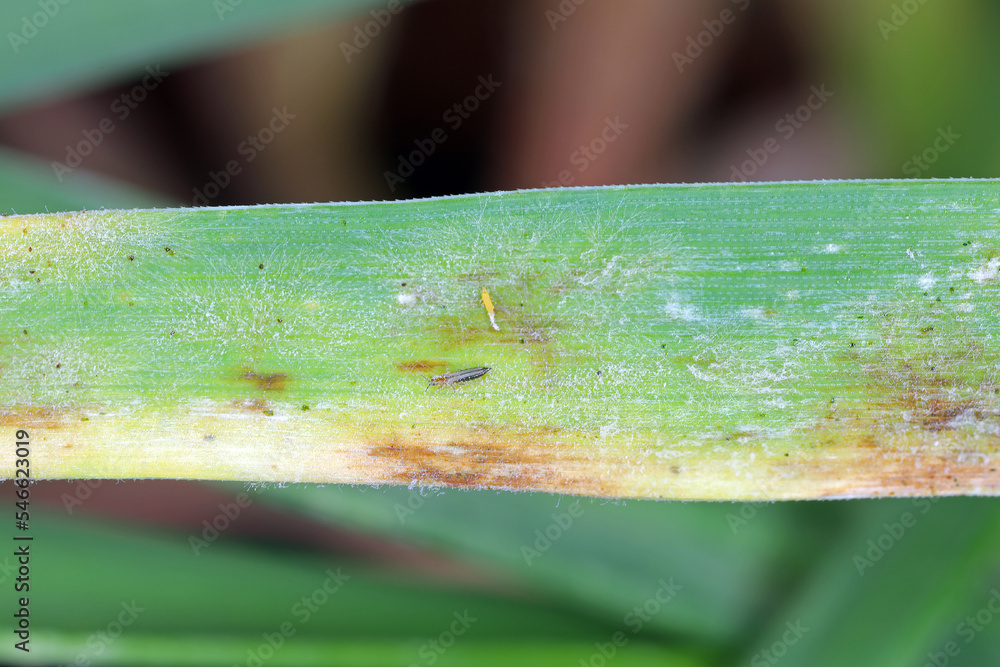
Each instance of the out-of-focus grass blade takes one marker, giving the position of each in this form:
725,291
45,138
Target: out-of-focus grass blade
897,587
87,577
199,651
58,47
28,185
611,559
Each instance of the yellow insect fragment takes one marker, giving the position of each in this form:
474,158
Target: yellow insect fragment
489,309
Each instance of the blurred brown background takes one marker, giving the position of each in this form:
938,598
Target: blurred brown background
576,94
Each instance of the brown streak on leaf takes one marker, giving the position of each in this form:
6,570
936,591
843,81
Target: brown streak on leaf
420,365
268,382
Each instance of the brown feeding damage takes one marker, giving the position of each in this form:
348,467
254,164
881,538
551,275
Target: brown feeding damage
269,382
420,365
479,461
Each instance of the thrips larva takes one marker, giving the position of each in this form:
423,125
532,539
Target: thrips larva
489,309
465,375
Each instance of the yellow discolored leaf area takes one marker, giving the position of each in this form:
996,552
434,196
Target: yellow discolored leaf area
753,341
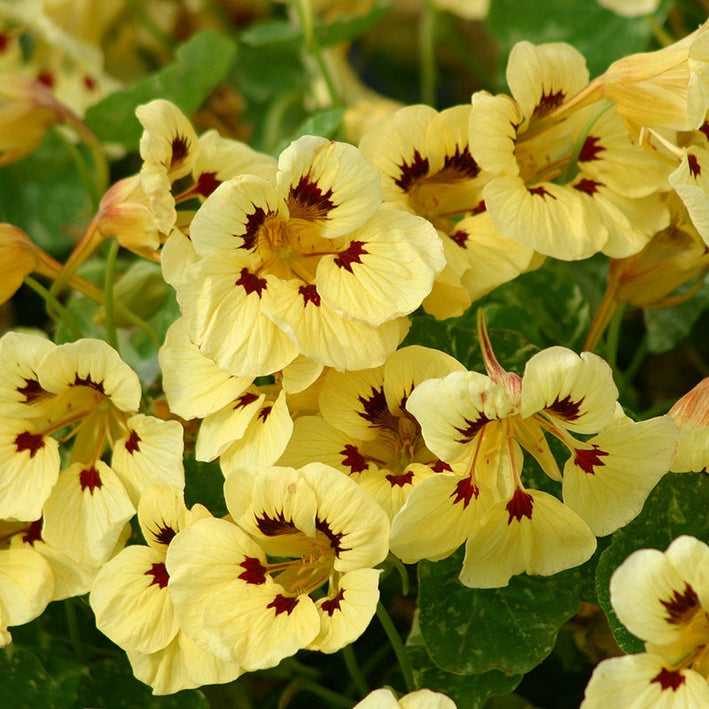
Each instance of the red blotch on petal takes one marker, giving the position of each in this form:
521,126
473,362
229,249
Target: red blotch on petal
27,441
682,606
412,172
335,538
464,492
333,604
472,428
590,149
353,459
310,295
132,443
33,533
90,479
400,480
159,574
519,506
590,187
250,282
694,167
566,408
245,399
540,191
350,255
587,460
669,679
547,103
255,571
88,382
283,604
206,183
307,201
180,148
460,238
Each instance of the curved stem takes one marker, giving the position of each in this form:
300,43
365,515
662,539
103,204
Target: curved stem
55,309
427,53
297,685
109,303
403,573
397,645
360,682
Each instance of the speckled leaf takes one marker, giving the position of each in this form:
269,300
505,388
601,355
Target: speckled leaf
467,691
201,63
599,34
509,629
204,483
24,682
678,505
110,683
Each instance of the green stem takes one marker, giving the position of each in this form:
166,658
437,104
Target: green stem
73,627
572,166
403,573
312,46
54,308
427,53
397,645
348,655
332,699
110,302
613,336
636,362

* * * * * * *

→ EXERCISE TASK: Begin with the line that contains "Each instance of the red" and end with the last line of the records; set down every line in that span exactly, and nothing else.

→ TASK ANSWER:
Each instance of the red blotch on petal takes one marker, giving the position of each in this form:
521,126
473,362
229,249
Target: red blotch on petal
27,441
682,606
412,172
335,538
464,492
333,604
472,428
590,149
353,459
310,295
132,443
33,533
90,479
400,480
159,574
519,506
590,187
250,282
694,167
566,408
245,399
540,191
350,255
587,460
669,679
547,103
255,571
88,382
283,604
206,183
307,201
180,148
460,238
Each instance of the curved stem takes one marker, giving the position of each in this form:
300,43
365,515
662,539
103,204
Target: curved stem
55,309
427,53
297,685
109,303
403,573
397,645
360,682
Each instance of the speckled leaf takes one marker, giving the position of each in this form:
269,300
505,388
601,355
Target: speckled leaf
467,691
201,63
599,34
509,629
204,483
24,682
678,505
110,683
Each instance of the green stem takes one marker, giving the position of each in this form:
166,658
437,104
Target: green stem
73,627
572,166
403,573
312,46
54,308
427,53
397,645
348,655
332,699
110,302
613,336
636,362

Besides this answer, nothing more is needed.